Given records =>
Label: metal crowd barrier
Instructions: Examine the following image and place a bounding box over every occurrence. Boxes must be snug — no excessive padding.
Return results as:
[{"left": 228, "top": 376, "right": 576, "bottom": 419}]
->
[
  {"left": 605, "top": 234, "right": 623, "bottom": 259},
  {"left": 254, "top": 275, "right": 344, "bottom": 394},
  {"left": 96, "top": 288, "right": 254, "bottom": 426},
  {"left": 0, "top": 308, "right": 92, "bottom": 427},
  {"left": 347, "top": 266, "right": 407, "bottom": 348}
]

Stated problem =>
Set down all of the data above again, word for word and line for line.

Solution to this exercise =>
Label: metal crowd barrier
Instructions: Examine the following image and place a bounding box over every occurrence. Boxes must be snug — no excessive padding.
Return results as:
[{"left": 228, "top": 376, "right": 576, "bottom": 419}]
->
[
  {"left": 605, "top": 234, "right": 623, "bottom": 259},
  {"left": 254, "top": 275, "right": 344, "bottom": 394},
  {"left": 96, "top": 288, "right": 254, "bottom": 426},
  {"left": 0, "top": 308, "right": 92, "bottom": 427},
  {"left": 347, "top": 266, "right": 407, "bottom": 348}
]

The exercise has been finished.